> [Aim of the task]: Extract the full listing below without altering a single character.
Start Records provided
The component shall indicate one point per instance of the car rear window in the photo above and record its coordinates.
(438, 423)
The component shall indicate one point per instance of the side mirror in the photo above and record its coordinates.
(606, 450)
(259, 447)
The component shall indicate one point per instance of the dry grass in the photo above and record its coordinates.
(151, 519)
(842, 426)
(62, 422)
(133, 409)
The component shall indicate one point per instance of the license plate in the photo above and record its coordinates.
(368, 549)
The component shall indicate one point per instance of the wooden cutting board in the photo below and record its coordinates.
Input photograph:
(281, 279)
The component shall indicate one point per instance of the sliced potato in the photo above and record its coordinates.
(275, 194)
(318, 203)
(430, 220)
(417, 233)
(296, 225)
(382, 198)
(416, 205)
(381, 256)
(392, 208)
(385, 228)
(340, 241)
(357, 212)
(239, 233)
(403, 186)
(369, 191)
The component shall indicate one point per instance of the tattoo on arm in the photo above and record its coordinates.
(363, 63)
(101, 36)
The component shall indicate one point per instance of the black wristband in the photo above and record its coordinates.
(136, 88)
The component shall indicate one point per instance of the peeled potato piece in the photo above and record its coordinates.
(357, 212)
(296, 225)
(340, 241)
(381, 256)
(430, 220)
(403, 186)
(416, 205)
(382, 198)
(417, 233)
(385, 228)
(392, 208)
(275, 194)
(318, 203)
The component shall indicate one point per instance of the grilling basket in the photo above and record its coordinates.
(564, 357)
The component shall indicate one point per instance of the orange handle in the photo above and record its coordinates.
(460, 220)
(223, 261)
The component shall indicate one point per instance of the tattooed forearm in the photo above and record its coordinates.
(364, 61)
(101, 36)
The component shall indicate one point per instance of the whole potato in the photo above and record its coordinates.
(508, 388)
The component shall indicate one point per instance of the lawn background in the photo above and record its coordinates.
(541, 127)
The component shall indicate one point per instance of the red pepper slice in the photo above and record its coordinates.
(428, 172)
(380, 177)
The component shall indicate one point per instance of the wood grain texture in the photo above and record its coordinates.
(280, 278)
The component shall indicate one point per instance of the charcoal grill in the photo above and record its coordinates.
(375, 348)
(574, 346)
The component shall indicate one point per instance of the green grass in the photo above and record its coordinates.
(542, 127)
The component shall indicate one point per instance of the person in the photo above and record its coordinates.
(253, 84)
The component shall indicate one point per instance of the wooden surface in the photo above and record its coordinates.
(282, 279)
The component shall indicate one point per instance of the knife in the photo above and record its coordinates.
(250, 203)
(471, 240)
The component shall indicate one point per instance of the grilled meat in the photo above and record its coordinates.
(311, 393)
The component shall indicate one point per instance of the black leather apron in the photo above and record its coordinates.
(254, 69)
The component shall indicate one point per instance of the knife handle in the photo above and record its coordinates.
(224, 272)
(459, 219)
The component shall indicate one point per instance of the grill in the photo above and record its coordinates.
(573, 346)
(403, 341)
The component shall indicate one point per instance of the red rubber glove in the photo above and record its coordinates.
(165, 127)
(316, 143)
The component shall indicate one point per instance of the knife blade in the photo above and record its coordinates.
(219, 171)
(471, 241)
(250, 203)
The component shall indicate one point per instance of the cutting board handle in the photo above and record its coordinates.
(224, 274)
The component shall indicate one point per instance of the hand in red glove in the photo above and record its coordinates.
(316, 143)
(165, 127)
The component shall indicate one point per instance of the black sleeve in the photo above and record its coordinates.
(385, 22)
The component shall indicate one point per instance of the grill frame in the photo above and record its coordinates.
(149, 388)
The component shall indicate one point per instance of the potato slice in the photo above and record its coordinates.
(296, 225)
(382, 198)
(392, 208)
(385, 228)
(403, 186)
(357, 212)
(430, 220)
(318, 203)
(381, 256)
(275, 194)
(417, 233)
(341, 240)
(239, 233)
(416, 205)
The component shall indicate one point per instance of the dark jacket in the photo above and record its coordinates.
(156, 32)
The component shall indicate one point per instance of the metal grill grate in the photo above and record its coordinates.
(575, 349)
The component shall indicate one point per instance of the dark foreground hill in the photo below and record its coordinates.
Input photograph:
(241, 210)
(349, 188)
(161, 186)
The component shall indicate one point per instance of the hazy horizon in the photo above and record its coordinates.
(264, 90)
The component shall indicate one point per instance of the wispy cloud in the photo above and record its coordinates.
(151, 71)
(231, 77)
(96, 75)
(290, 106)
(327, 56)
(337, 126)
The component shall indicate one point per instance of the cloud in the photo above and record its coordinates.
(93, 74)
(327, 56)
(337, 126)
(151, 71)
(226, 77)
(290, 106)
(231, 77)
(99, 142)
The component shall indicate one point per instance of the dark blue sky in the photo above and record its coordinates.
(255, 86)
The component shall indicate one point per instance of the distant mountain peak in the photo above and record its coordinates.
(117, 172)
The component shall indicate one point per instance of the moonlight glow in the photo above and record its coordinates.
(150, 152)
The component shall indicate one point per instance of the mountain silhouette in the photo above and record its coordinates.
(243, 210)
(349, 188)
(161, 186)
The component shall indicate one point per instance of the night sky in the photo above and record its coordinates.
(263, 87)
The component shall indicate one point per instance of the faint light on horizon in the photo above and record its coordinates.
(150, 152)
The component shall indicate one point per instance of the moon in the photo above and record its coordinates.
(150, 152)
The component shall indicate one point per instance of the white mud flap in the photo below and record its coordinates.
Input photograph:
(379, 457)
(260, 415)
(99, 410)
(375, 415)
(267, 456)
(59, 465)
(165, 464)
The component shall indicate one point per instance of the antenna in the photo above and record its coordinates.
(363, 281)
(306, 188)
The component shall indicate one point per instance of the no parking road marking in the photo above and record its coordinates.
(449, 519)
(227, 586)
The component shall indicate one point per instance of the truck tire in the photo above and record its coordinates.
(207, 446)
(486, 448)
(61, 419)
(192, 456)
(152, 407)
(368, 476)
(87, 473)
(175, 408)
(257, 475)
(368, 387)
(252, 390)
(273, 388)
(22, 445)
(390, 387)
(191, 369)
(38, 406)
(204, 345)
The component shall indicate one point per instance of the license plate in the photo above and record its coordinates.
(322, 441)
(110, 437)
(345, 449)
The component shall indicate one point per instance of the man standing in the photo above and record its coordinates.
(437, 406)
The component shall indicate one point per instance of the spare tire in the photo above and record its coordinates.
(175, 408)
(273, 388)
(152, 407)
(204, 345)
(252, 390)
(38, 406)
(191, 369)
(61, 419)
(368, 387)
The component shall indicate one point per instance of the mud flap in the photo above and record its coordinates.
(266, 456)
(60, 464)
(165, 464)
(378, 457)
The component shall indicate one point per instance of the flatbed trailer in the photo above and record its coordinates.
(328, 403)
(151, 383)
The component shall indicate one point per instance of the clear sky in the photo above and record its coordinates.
End Records provided
> [Solved exercise]:
The component shall indicate one point per instance of the car rear window in the photo above and record its coordinates.
(438, 423)
The component shall indicate one point per instance of the side mirror in the photo above and record its coordinates.
(606, 450)
(259, 447)
The component shall indicate one point per instance of the dry grass in the photo above and record its coordinates.
(151, 519)
(842, 426)
(62, 422)
(133, 409)
The component shall indicate one point per instance of the license plate in the photo above and record its coordinates.
(368, 549)
The component shall indicate one point per instance of the wooden cutting board in the photo below and record its coordinates.
Input photograph:
(281, 279)
The component shall indicate one point per instance of the sliced potato in the photo above and record its coordinates.
(275, 194)
(318, 203)
(430, 220)
(417, 233)
(296, 225)
(382, 198)
(416, 205)
(381, 256)
(392, 208)
(385, 228)
(340, 241)
(357, 212)
(239, 233)
(403, 186)
(369, 191)
The component shall indicate one point per instance of the tattoo on arm in the photo above and record its coordinates.
(363, 63)
(101, 36)
The component shall indicate one point per instance of the black wristband in the photo above and record its coordinates.
(136, 88)
The component shall indicate one point per instance of the peeled potato piece in the photo above and record its coordinates.
(357, 212)
(296, 225)
(340, 241)
(381, 256)
(430, 220)
(403, 186)
(416, 205)
(382, 198)
(417, 233)
(385, 228)
(392, 208)
(275, 194)
(318, 203)
The component shall indicate one point per instance of the grilling basket in the photo above and record its coordinates.
(564, 357)
The component shall indicate one point per instance of the orange handle in the photo above and record its coordinates.
(460, 220)
(223, 261)
The component shall indicate one point per instance of the tattooed forearm in the photo above and record its coordinates.
(364, 61)
(101, 36)
The component shall indicate one point per instance of the whole potato in the photo above and record its coordinates.
(508, 388)
The component shall indicate one point per instance of the lawn background in the photo above and record its coordinates.
(541, 127)
The component shall indicate one point per instance of the red pepper slice in the photo above and record its coordinates.
(428, 172)
(380, 177)
The component shall indicate one point per instance of the wood grain texture in the photo above and record its coordinates.
(280, 278)
The component shall indicate one point per instance of the charcoal grill in the photo above and record its coordinates.
(375, 348)
(574, 346)
The component shall indicate one point per instance of the green grass in the photo above and record its coordinates.
(542, 127)
The component shall indicate one point per instance of the person in the photo above and record its coordinates.
(253, 84)
The component shall indicate one point per instance of the wooden surface in the photo above and record its coordinates.
(282, 279)
The component shall indicate one point per instance of the knife in the photo above and record its coordinates.
(250, 203)
(471, 240)
The component shall indicate one point per instance of the grilled meat in the photo above and record its coordinates.
(311, 393)
The component shall indicate one point per instance of the black leather apron in the photo above and record its coordinates.
(254, 69)
The component shall indicate one point per instance of the knife handle in the photo above and record its coordinates.
(224, 272)
(459, 219)
The component shall indicate one point per instance of the grill in the photo above and record its coordinates.
(573, 346)
(403, 341)
The component shall indicate one point per instance of the red rubber glove in the photo above and record its coordinates.
(165, 127)
(316, 143)
The component shall indicate one point per instance of the knife blade in the photo above and record its coordinates.
(219, 171)
(471, 241)
(250, 203)
The component shall indicate one point per instance of the cutting board handle in the photo above and record its coordinates.
(224, 274)
The component shall indicate one point per instance of the hand in red glove in the photo above and record its coordinates.
(316, 143)
(165, 127)
The component shall indicate one point per instance of the black sleeve in the photo above and record its coordinates.
(385, 22)
The component shall indicate one point per instance of the grill frame in the photo above and record its coordinates.
(149, 388)
The component shall indicate one point per instance of the potato slice in the photo above and record its coordinates.
(296, 225)
(382, 198)
(392, 208)
(385, 228)
(403, 186)
(357, 212)
(430, 220)
(318, 203)
(381, 256)
(275, 194)
(417, 233)
(341, 240)
(239, 233)
(416, 205)
The component shall indicate one point per instance of the dark jacket in the photo above and record its coordinates.
(156, 32)
The component shall indicate one point per instance of the metal grill grate in the photo above and record its coordinates.
(575, 349)
The component shall indicate one point per instance of the dark foreground hill in the photo below and record its coordinates.
Input photograph:
(241, 210)
(349, 188)
(161, 186)
The component shall indicate one point per instance of the hazy horizon in the photo above and record its coordinates.
(264, 90)
The component shall indicate one point per instance of the wispy cloud in the photo above and record its coordinates.
(151, 71)
(231, 77)
(96, 75)
(290, 106)
(327, 56)
(337, 126)
The component shall indicate one point per instance of the cloud in the photo above and record its coordinates.
(93, 74)
(327, 56)
(337, 126)
(151, 71)
(226, 77)
(290, 106)
(231, 77)
(99, 142)
The component shall indicate one point per instance of the dark blue sky in the photo above and record its coordinates.
(255, 86)
The component shall indicate one point per instance of the distant mountain peak in the photo above and record its coordinates.
(117, 172)
The component shall indicate one point per instance of the moonlight glow in the photo above and record its coordinates.
(150, 152)
The component shall indicate one point per instance of the mountain silhouette in the photo above and record its coordinates.
(243, 210)
(349, 188)
(161, 186)
The component shall indicate one point per instance of the night sky in the photo above and record its coordinates.
(263, 87)
The component shall indicate one point per instance of the faint light on horizon in the photo above and record its coordinates.
(150, 152)
The component shall indicate one point per instance of the moon in the photo above and record its coordinates.
(150, 152)
The component shall indicate one point per instance of the white mud flap in the photo below and record its coordinates.
Input photograph:
(379, 457)
(260, 415)
(99, 410)
(375, 415)
(267, 456)
(59, 465)
(165, 464)
The component shall indicate one point per instance of the antenna in the photo above and record its coordinates.
(363, 281)
(306, 188)
The component shall indicate one point per instance of the no parking road marking in the photo above and record its coordinates.
(449, 519)
(227, 586)
The component shall indicate one point per instance of the truck tire in the photo above and record its coordinates.
(207, 446)
(486, 448)
(61, 419)
(192, 456)
(152, 407)
(368, 476)
(87, 473)
(175, 408)
(257, 475)
(368, 387)
(252, 390)
(273, 388)
(22, 445)
(390, 387)
(191, 369)
(38, 406)
(204, 345)
The component shall indicate one point per instance of the license plate in the photo above and record its coordinates.
(322, 441)
(110, 437)
(345, 449)
The component shall indicate one point per instance of the man standing in the photo above and record its coordinates.
(437, 406)
The component shall indicate one point per instance of the spare tire in the photo above and record its coordinates.
(175, 408)
(273, 388)
(152, 407)
(204, 345)
(252, 390)
(38, 406)
(191, 369)
(61, 419)
(368, 387)
The component shall indicate one point per instance of the mud flap in the photo above and record its coordinates.
(266, 456)
(60, 464)
(165, 464)
(378, 457)
The component shall indicate one point per instance of the flatbed trailer in the photo above and record its coordinates.
(328, 403)
(151, 383)
The component shall indicate one point per instance of the clear sky in the photo above and record its coordinates.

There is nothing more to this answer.